What you will do:
Report each line below that contains the string "light", copying every such line in full. Case counts.

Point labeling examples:

- - - - -

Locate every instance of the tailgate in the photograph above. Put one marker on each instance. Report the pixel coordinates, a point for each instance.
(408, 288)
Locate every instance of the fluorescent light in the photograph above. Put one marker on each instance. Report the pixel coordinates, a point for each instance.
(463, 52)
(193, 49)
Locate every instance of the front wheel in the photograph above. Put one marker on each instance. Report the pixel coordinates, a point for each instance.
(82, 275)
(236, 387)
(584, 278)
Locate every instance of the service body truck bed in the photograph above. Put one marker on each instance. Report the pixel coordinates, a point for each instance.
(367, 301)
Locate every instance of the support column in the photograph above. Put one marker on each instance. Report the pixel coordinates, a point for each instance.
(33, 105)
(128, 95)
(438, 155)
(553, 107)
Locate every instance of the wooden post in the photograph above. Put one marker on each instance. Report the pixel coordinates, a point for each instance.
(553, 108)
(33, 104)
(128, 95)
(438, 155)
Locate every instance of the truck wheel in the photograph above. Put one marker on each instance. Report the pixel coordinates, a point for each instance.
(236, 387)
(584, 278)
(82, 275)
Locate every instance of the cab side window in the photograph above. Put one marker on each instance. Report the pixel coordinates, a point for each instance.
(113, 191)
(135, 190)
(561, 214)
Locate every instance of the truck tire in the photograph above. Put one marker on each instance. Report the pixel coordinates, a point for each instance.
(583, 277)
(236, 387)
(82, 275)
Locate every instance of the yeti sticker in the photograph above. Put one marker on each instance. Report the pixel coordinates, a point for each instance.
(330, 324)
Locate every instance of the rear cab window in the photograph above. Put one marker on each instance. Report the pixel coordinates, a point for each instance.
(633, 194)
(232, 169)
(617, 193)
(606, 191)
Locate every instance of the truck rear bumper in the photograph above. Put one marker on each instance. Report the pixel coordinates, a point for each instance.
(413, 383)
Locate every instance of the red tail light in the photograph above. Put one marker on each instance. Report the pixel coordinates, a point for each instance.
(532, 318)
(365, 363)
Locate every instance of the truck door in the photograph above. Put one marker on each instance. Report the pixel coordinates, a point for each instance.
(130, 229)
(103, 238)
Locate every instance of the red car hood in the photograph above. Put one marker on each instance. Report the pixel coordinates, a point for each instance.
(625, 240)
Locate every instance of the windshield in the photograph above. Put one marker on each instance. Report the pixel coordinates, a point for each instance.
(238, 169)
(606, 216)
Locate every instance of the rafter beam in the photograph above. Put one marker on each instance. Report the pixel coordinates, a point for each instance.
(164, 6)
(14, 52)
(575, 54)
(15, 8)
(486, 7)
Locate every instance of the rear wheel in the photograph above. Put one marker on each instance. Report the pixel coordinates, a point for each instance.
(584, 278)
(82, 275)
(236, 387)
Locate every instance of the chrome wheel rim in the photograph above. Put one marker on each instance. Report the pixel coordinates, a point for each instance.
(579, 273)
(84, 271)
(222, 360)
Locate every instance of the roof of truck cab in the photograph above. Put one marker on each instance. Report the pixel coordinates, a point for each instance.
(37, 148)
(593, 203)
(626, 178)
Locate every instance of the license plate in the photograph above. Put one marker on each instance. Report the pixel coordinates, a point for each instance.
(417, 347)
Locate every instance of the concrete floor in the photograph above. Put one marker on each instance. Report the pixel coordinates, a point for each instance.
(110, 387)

- - - - -

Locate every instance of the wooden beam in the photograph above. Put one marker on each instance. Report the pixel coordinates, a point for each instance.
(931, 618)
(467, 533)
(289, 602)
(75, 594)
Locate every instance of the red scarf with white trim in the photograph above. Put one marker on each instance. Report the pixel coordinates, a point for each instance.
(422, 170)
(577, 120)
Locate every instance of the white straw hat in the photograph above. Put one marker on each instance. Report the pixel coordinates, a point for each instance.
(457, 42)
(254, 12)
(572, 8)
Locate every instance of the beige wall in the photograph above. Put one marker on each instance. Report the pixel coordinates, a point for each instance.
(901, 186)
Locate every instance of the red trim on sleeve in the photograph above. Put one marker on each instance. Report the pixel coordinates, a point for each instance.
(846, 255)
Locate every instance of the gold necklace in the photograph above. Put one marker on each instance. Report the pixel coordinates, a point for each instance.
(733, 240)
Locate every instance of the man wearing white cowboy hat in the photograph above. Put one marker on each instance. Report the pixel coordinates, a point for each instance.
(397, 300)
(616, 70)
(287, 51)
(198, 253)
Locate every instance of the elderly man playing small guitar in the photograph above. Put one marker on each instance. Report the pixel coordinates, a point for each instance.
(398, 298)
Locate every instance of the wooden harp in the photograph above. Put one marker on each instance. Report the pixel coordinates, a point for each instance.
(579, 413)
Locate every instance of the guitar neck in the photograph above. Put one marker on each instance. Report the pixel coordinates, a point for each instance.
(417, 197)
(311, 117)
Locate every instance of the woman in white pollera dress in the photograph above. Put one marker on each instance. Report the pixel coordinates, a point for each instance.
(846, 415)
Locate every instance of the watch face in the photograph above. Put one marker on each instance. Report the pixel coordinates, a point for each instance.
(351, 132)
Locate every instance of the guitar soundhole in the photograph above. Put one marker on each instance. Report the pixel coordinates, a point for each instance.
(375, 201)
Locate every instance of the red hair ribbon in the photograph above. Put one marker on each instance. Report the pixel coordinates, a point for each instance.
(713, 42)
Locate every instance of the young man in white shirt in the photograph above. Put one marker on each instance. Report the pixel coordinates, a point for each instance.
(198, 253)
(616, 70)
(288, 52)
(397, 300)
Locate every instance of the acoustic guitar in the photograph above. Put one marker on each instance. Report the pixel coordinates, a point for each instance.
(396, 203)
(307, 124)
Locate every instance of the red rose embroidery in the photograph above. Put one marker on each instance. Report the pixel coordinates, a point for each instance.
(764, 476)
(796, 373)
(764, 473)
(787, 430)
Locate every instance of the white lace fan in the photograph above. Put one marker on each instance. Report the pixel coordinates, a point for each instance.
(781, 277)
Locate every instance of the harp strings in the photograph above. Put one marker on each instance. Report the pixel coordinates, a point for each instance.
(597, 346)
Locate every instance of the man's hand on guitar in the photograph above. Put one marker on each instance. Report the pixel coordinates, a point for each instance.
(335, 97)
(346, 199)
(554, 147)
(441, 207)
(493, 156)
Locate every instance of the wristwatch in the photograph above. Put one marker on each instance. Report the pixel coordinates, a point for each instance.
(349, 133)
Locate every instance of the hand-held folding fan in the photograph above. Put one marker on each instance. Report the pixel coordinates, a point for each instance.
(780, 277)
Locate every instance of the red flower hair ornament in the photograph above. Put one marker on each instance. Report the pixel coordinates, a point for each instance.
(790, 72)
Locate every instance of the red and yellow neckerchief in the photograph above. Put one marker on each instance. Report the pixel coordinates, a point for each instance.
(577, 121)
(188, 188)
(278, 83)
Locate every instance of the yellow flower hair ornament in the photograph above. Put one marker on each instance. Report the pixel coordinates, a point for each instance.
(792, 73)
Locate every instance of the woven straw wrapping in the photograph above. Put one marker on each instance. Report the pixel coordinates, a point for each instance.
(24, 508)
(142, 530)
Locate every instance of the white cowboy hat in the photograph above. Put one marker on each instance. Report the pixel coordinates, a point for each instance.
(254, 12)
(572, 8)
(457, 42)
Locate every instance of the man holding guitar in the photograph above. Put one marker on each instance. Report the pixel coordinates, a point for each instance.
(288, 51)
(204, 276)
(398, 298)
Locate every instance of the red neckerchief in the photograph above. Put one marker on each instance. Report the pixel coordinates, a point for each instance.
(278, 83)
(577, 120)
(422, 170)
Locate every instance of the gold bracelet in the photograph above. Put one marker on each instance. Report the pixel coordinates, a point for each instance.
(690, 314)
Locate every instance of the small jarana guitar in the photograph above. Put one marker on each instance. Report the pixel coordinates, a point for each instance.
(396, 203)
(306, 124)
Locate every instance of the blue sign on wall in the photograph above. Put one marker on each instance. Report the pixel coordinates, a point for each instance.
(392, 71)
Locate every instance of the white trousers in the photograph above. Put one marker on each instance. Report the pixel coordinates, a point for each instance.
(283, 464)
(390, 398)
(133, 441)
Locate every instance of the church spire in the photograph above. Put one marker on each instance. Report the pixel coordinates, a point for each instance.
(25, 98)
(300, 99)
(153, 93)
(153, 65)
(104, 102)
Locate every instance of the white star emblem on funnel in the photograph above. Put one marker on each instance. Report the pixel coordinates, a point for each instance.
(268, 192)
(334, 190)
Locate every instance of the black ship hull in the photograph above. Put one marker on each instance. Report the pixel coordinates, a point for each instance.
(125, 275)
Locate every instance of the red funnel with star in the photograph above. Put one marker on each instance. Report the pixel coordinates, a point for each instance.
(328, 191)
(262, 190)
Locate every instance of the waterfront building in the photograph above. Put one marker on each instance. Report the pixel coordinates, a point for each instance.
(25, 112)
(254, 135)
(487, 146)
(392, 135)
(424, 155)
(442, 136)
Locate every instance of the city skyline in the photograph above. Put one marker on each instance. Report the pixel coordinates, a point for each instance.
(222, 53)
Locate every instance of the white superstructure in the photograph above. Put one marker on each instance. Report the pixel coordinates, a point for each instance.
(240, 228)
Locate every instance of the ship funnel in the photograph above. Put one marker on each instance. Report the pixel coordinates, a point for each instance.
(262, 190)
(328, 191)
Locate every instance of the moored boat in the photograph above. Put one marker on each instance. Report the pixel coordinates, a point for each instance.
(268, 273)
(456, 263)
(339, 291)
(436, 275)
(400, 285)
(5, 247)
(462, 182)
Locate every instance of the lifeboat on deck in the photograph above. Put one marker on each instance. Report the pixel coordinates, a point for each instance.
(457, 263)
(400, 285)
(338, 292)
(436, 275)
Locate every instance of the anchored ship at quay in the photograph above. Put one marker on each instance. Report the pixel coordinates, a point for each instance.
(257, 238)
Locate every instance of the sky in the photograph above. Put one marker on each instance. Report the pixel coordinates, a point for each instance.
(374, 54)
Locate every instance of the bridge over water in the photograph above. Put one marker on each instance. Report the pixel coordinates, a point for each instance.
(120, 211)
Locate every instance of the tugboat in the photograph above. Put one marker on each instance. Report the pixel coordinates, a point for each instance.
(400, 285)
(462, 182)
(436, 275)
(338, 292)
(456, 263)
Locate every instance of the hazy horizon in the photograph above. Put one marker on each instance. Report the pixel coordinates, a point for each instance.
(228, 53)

- - - - -

Solution to this exercise:
Locate every instance of the fluorescent light in the photograph above. Put one marker on each instance. Report the pixel coordinates, a point for each instance.
Locate every instance of the red tail light in the photograph above. Put one marker on each instance. Report the pixel coordinates, a point for each instance.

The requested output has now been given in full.